=== TEXTAUSZUG ===

Verletzung gewerbe- und steuerrechtlicher Pflichten
Der Begriff der Zuverlässigkeit in § 4 Abs. 2 Satz 1 und § 2 in Verbindung mit Abs. 1 Nr. 4 ApoG ist nach den gleichen Grundsätzen auszulegen, wie die entsprechende Vorschrift in der Gewerbeordnung. Auch in diesem Gesetz findet sich die Möglichkeit, eine einmal erteilte Erlaubnis zu widerrufen, wenn sich der Gewerbetreibende nachträglich als unzuverlässig erweist. So kommt das Gericht in seinem Urteil zu der Überzeugung, dass ein Apotheker nicht nur dann unzuverlässig ist, wenn er seinen öffentlichen Auftrag gefährdet, d.h. er die ordnungsgemäße Arzneimittelversorgung nicht mehr sicherstellen kann. Vielmehr ist die Unzuverlässigkeit auch dann gegeben, wenn der Apotheker seinen gewerberechtlichen, insbesondere steuerrechtlichen Pflichten als Kaufmann sowie Inhaber eines Handelsgewerbes nicht nachkommt.

=== AUFGABEN ===
**a)** Ändere den Abschnitt aus dem Auszug zur Zuverlässigkeit von Apothekern, beginnend mit „Verletzung gewerbe- und“ und weiter bis „Handelsgewerbes nicht nachkommt.“, und setze dabei „Handwerksordnung“ an die Stelle von „Gewerbeordnung“.
**b)** Nach welchen Grundsätzen ist laut dem Auszug zur Zuverlässigkeit von Apothekern der Begriff der Zuverlässigkeit im ApoG auszulegen?
**c)** Gib an, ob die folgenden Aussagen mit dem Auszug zur Zuverlässigkeit von Apothekern übereinstimmen, und belege jede Antwort mit den entscheidenden Worten des Auszugs: (i) Nach Ansicht des Gerichts ist ein Apotheker nur dann unzuverlässig, wenn er die ordnungsgemäße Arzneimittelversorgung nicht mehr sicherstellen kann. (ii) Ein Apotheker kann auch dann unzuverlässig sein, wenn er seinen steuerrechtlichen Pflichten als Kaufmann nicht nachkommt.

=== QUELLENMATERIAL ===
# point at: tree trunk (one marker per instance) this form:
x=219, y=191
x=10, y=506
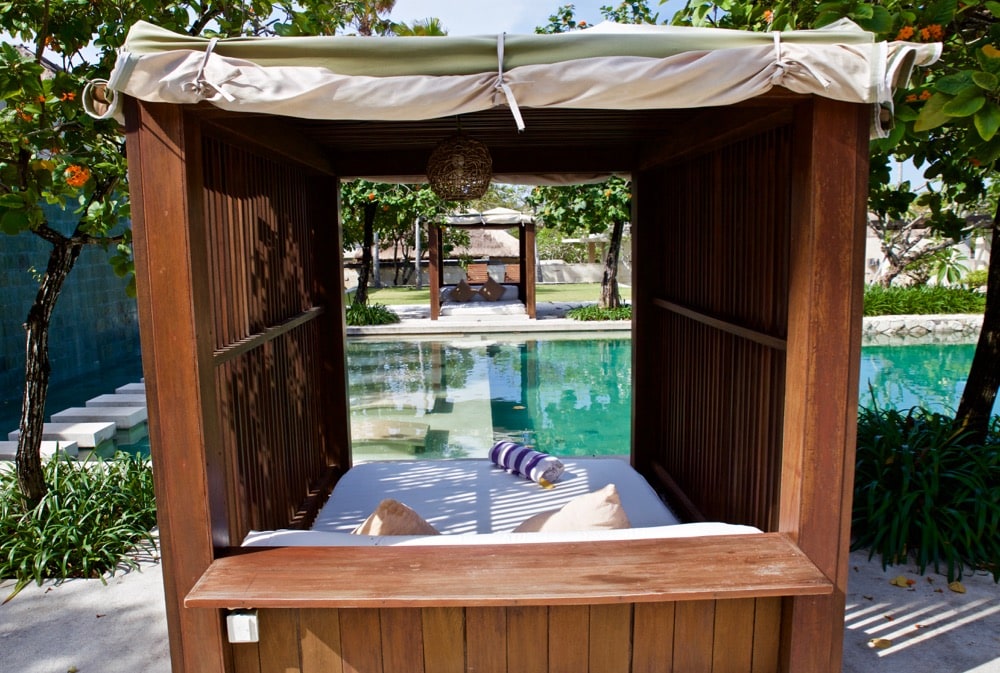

=== LÖSUNGEN ===
**a)**
Verletzung gewerbe- und steuerrechtlicher Pflichten
Der Begriff der Zuverlässigkeit in § 4 Abs. 2 Satz 1 und § 2 in Verbindung mit Abs. 1 Nr. 4 ApoG ist nach den gleichen Grundsätzen auszulegen, wie die entsprechende Vorschrift in der Handwerksordnung. Auch in diesem Gesetz findet sich die Möglichkeit, eine einmal erteilte Erlaubnis zu widerrufen, wenn sich der Gewerbetreibende nachträglich als unzuverlässig erweist. So kommt das Gericht in seinem Urteil zu der Überzeugung, dass ein Apotheker nicht nur dann unzuverlässig ist, wenn er seinen öffentlichen Auftrag gefährdet, d.h. er die ordnungsgemäße Arzneimittelversorgung nicht mehr sicherstellen kann. Vielmehr ist die Unzuverlässigkeit auch dann gegeben, wenn der Apotheker seinen gewerberechtlichen, insbesondere steuerrechtlichen Pflichten als Kaufmann sowie Inhaber eines Handelsgewerbes nicht nachkommt.

**b)** Nach den gleichen Grundsätzen wie die entsprechende Vorschrift in der Gewerbeordnung.

**c)**
(i) Nein: „dass ein Apotheker nicht nur dann unzuverlässig ist, wenn er seinen öffentlichen Auftrag gefährdet“
(ii) Ja: „Vielmehr ist die Unzuverlässigkeit auch dann gegeben, wenn der Apotheker seinen gewerberechtlichen, insbesondere steuerrechtlichen Pflichten als Kaufmann sowie Inhaber eines Handelsgewerbes nicht nachkommt.“